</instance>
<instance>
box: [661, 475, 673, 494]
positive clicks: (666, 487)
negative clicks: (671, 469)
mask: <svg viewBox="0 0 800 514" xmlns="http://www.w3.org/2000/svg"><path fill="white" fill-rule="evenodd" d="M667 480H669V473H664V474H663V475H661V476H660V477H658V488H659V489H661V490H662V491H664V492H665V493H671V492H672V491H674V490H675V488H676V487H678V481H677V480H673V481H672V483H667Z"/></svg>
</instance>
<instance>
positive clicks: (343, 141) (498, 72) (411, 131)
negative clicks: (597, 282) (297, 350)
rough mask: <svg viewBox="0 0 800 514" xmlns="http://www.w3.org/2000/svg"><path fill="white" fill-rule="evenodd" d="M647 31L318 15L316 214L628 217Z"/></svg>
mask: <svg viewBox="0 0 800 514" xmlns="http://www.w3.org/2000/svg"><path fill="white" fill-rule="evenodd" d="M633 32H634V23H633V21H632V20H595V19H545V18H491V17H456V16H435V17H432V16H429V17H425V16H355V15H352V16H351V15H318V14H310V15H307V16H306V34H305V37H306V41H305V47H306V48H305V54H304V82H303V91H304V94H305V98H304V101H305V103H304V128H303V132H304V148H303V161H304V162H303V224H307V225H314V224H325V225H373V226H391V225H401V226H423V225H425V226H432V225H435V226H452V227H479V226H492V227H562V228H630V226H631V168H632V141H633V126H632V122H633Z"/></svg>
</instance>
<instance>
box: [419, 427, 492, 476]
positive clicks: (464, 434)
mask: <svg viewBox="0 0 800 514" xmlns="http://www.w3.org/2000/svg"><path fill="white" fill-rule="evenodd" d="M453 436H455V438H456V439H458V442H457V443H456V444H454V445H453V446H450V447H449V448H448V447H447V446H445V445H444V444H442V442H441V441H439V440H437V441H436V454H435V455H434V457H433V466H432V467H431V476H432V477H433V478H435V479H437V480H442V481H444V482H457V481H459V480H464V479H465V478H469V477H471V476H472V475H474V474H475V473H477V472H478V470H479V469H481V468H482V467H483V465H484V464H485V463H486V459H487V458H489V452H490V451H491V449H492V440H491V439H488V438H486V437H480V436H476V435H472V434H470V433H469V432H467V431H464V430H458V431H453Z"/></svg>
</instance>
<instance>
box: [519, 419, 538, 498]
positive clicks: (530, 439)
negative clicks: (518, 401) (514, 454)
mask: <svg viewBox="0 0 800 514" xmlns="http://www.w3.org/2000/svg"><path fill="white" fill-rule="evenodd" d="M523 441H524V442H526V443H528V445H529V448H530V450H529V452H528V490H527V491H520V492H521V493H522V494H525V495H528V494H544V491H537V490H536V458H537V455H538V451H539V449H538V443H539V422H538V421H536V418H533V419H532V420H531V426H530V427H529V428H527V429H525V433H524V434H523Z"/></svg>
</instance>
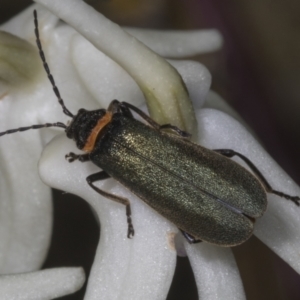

- _任务说明_
将上述全部条目逐行转换为 Markdown 表格，列名为"行号"和"文本"，略去空行，图片不要放入表格。

- _答题区_
| 行号 | 文本 |
|---|---|
| 1 | </instance> |
| 2 | <instance> |
| 3 | box: [661, 475, 673, 494] |
| 4 | positive clicks: (666, 487) |
| 5 | negative clicks: (671, 469) |
| 6 | mask: <svg viewBox="0 0 800 514" xmlns="http://www.w3.org/2000/svg"><path fill="white" fill-rule="evenodd" d="M667 480H669V473H664V474H663V475H661V476H660V477H658V488H659V489H661V490H662V491H664V492H665V493H671V492H672V491H674V490H675V488H676V487H678V481H677V480H673V481H672V483H667Z"/></svg> |
| 7 | </instance> |
| 8 | <instance> |
| 9 | positive clicks: (343, 141) (498, 72) (411, 131) |
| 10 | negative clicks: (597, 282) (297, 350) |
| 11 | rough mask: <svg viewBox="0 0 800 514" xmlns="http://www.w3.org/2000/svg"><path fill="white" fill-rule="evenodd" d="M647 31L318 15L316 214L628 217Z"/></svg> |
| 12 | mask: <svg viewBox="0 0 800 514" xmlns="http://www.w3.org/2000/svg"><path fill="white" fill-rule="evenodd" d="M633 32H634V23H633V21H632V20H595V19H545V18H491V17H456V16H435V17H432V16H429V17H425V16H355V15H352V16H351V15H318V14H310V15H307V16H306V34H305V37H306V41H305V47H306V48H305V54H304V82H303V91H304V94H305V98H304V101H305V103H304V128H303V132H304V148H303V161H304V162H303V224H307V225H314V224H325V225H373V226H391V225H401V226H423V225H425V226H432V225H435V226H452V227H479V226H492V227H562V228H630V226H631V168H632V141H633V126H632V122H633Z"/></svg> |
| 13 | </instance> |
| 14 | <instance> |
| 15 | box: [419, 427, 492, 476] |
| 16 | positive clicks: (464, 434) |
| 17 | mask: <svg viewBox="0 0 800 514" xmlns="http://www.w3.org/2000/svg"><path fill="white" fill-rule="evenodd" d="M453 436H455V438H456V439H458V442H457V443H456V444H454V445H453V446H450V447H449V448H448V447H447V446H445V445H444V444H442V442H441V441H439V440H437V441H436V454H435V455H434V457H433V466H432V467H431V476H432V477H433V478H435V479H437V480H442V481H444V482H457V481H459V480H464V479H465V478H469V477H471V476H472V475H474V474H475V473H477V472H478V470H479V469H481V468H482V467H483V465H484V464H485V463H486V459H487V458H489V452H490V451H491V449H492V440H491V439H488V438H486V437H480V436H476V435H472V434H470V433H469V432H467V431H464V430H458V431H453Z"/></svg> |
| 18 | </instance> |
| 19 | <instance> |
| 20 | box: [519, 419, 538, 498] |
| 21 | positive clicks: (530, 439) |
| 22 | negative clicks: (518, 401) (514, 454) |
| 23 | mask: <svg viewBox="0 0 800 514" xmlns="http://www.w3.org/2000/svg"><path fill="white" fill-rule="evenodd" d="M523 441H524V442H526V443H528V445H529V448H530V450H529V452H528V490H527V491H520V492H521V493H522V494H525V495H528V494H544V491H537V490H536V458H537V455H538V451H539V449H538V443H539V422H538V421H536V418H533V419H532V420H531V426H530V427H529V428H527V429H525V433H524V434H523Z"/></svg> |
| 24 | </instance> |